In your copy, include no images, and write out every entry below exactly as it stands.

- _INFORMATION_
---

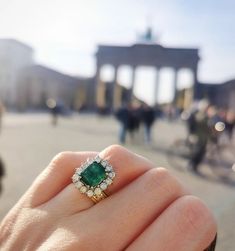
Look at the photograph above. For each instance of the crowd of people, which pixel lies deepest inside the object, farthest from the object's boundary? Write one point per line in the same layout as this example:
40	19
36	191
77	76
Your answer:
131	117
208	124
205	124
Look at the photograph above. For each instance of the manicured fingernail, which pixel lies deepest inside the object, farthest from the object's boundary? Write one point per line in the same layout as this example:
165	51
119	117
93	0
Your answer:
212	245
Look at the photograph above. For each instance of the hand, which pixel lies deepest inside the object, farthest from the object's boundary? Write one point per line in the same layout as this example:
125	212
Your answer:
147	209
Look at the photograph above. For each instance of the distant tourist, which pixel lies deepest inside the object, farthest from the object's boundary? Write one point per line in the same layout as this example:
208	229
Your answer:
2	109
54	109
148	117
2	173
123	116
230	123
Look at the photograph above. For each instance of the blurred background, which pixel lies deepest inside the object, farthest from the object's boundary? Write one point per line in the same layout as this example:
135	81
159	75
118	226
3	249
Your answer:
155	76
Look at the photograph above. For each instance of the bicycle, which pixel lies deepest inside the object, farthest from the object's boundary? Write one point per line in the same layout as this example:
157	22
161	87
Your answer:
219	156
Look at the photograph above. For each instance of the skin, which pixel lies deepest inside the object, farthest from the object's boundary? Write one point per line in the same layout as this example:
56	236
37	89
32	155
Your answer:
147	209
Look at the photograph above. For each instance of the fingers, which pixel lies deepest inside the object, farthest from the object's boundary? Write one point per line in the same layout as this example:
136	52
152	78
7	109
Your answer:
129	211
55	177
127	166
187	225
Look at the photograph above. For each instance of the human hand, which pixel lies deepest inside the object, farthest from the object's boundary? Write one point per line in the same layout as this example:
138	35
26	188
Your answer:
147	209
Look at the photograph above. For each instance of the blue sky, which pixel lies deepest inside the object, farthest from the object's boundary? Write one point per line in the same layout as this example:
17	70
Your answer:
65	34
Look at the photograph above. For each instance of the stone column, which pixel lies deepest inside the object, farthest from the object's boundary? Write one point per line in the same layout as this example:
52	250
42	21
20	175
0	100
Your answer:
115	91
98	87
156	86
175	81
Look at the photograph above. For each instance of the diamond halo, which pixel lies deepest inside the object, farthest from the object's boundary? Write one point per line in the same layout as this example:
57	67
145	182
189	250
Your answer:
93	177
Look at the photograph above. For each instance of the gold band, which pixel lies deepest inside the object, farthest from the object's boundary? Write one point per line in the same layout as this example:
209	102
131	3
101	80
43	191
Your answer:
98	198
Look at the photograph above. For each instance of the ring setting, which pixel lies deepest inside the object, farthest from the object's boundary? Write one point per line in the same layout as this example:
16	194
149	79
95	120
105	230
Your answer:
93	177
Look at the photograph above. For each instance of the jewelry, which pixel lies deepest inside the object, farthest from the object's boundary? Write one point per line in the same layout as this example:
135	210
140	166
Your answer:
93	177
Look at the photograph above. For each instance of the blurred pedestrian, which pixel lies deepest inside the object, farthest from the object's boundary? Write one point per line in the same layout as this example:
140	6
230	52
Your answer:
148	117
200	132
134	120
2	109
230	123
54	109
123	116
2	174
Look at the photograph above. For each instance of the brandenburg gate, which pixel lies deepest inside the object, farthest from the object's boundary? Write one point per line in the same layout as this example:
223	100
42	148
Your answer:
146	54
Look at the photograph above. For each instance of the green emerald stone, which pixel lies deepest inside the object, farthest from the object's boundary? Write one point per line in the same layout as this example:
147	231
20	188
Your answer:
93	175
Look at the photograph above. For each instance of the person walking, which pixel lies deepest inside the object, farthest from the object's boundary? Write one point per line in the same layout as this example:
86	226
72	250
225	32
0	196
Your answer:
123	116
148	117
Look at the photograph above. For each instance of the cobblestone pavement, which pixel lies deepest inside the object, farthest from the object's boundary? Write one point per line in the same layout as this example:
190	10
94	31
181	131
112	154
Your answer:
28	142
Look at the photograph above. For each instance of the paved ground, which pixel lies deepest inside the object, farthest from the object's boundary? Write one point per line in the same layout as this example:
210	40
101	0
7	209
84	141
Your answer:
28	142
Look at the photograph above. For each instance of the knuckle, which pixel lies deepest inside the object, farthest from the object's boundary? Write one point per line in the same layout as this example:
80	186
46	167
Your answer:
162	179
115	149
60	159
197	217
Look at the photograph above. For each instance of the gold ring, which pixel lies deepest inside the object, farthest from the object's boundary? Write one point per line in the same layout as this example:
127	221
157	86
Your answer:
93	177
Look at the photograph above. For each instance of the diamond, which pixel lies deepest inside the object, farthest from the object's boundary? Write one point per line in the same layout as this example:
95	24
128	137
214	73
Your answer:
90	193
98	191
104	163
93	175
75	178
108	181
103	186
108	168
97	159
78	184
112	175
83	189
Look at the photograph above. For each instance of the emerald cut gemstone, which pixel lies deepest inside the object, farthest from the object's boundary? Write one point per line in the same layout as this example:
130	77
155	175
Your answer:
93	175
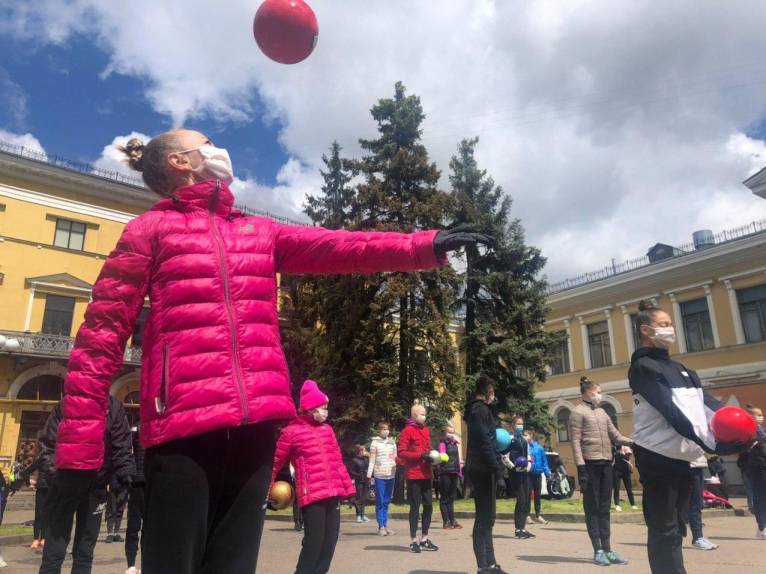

---

- _WRITTEN SOLUTION_
Look at the photograph above. For each instance of the crowd of people, which pixel lies deepest inside the object, farthest from the object's boundary? Write one point per line in the same layout as this example:
40	19
36	191
77	76
Your answer:
131	117
208	124
205	124
Look at the photograph above. For each instance of the manicured fingernail, which pixel lies deepest inside the object, farthest from the object's boundary? Write one point per line in the same layout as this example:
165	51
119	117
93	0
Your answer:
212	245
Look at the photograph above. For each instance of the hand, which pixel lies deepest inside the object, farthest from the object's boundary? Write one point per line in the same layout as this example:
125	212
Your answer:
147	209
Look at the photograph above. For each instance of the distant tourist, which pixel lies deepest inside the object, farthest from the object's boundary? Write one point per line in the same layout as this example:
208	229
Your answer:
2	109
54	109
148	117
2	173
123	116
230	123
Look at the photograph above. For each instance of the blurred background, which pixel lies deepest inside the object, farthest from the object's boundary? Write one point per line in the same layout as this example:
135	81
159	75
118	226
3	249
Your answer:
155	76
Look at the photograph above. For each instance of the bicycle, which pixel lies deepest inside the object, farthest from the object's boundary? Write one point per line in the same layout as this example:
157	22
161	87
Your answer:
219	156
Look at the photograph above. For each instance of the skin, which pixel lies deepest inside the object, farthest from the object's boundary? Write one point per line in the same layout as this example:
56	236
37	89
32	155
Your answer:
147	209
Look at the photograph above. For each instance of the fingers, which pixel lies deepest inside the object, farthest from the object's boundary? Write one point per line in the same layout as this example:
136	52
152	78
7	109
Your answer:
129	211
55	177
127	166
187	225
Look at the photograph above. For each instance of the human hand, which pixel lies deepest inside the object, farthest from the object's boundary? Write one point per line in the same layout as this example:
138	35
26	188
Your answer:
147	209
Look at the photograph above. For each instance of the blue sky, which pixel lies deepest inside the object, farthest from the object's boundary? Write one point per line in the same layout as this example:
17	70
Your answer:
65	34
Look at the photograph above. For each instance of the stone column, which pixel lies deepest inside the object, farthest from the object's boundary? Write one point per line in the same layout as this example:
52	250
42	21
20	175
0	100
Your answer:
115	91
98	87
156	86
175	81
Look at the photograph above. For each instance of the diamond halo, which pixel lies deepest inside the object, farthest from the object's boundary? Write one point per line in the same layout as this example:
57	67
145	182
189	250
Your answer:
93	177
Look at the photograph above. For each instance of the gold band, which pixel lies deepest inside the object, farthest from the object's boundary? Write one point per line in the same layout as this example:
209	102
131	3
101	80
43	191
Your answer:
98	198
Look at the photograph above. For each instance of the ring setting, which pixel lies deepest inside the object, farthest from the object's boundary? Write one point per line in the same layout as this example:
16	194
149	79
95	120
105	230
Your answer:
93	177
Look at the photograph above. For each instance of the jewelry, which pixel lies deepest inside the object, farthest from the object's boundary? Write one point per line in the same layout as this example:
135	210
140	166
Your answer:
93	177
Look at the photograph above. For each instance of the blurred pedestrian, which pixel lies deepest inside the object, farthest from the object's boundary? Write one point per line in the same layout as this example:
140	6
230	52
Your answer:
148	117
200	132
134	120
2	109
230	123
54	109
123	116
2	174
Look at the photograph above. For each instance of the brandenburg gate, which pixel lies deepest inside the object, farthest from the object's boundary? Write one point per line in the same layout as this example:
223	100
42	148
Your answer:
146	54
Look at the photograph above. For each instance of the green emerald stone, which pixel lies deepest inside the object, farthest from the object's boundary? Write one point per line in the same layout as this example:
147	231
20	188
Your answer:
93	175
Look at the photograph above. For each instance of the person walking, which pixel lies deepest inside the object, farthest from the object's boundary? Write one point per line in the same layout as this example:
86	226
72	250
225	32
0	196
Your answer:
123	116
148	117
Look at the photograph above. For each instance of the cobblestone pavement, which pixel lies deepest inside the object, farthest from the object's boundary? Write one point per line in the same layout as this example:
190	10
94	31
181	131
112	154
Your answer:
28	142
Look at the photograph above. For each instance of the paved ground, which pixel lies deepest inside the object, farthest from the object's boundary? Write one point per line in the same layout as this example:
210	40
101	0
7	209
84	141
Your answer:
28	142
Look at the photograph above. For each instance of the knuckle, which pixel lies deepest inside the object, farthest from the object's boundary? Write one point per line in the same layout as this example:
80	186
46	167
Your answer:
162	179
115	149
60	159
197	217
Look at the photograph above. For each instance of the gold ring, which pixel lies deepest inside the object, farthest from the object's boundary? Write one point per line in the same layout as this example:
127	221
157	86
Your answer:
93	177
Look at the photograph above. For each instance of the diamond, which pixel lies deepest inside the object, farthest from the object's boundary? Write one point per line in the same layout as this example:
95	24
128	137
214	73
Your answer:
90	193
98	191
104	163
93	175
75	178
108	181
103	186
108	168
97	159
78	184
112	175
83	189
Look at the photograph above. For each instance of the emerald cut gemstone, which pixel lies deepest inside the object, farthest from the object's boundary? Write one point per line in the same layout as this example:
130	77
155	175
Your answer:
93	175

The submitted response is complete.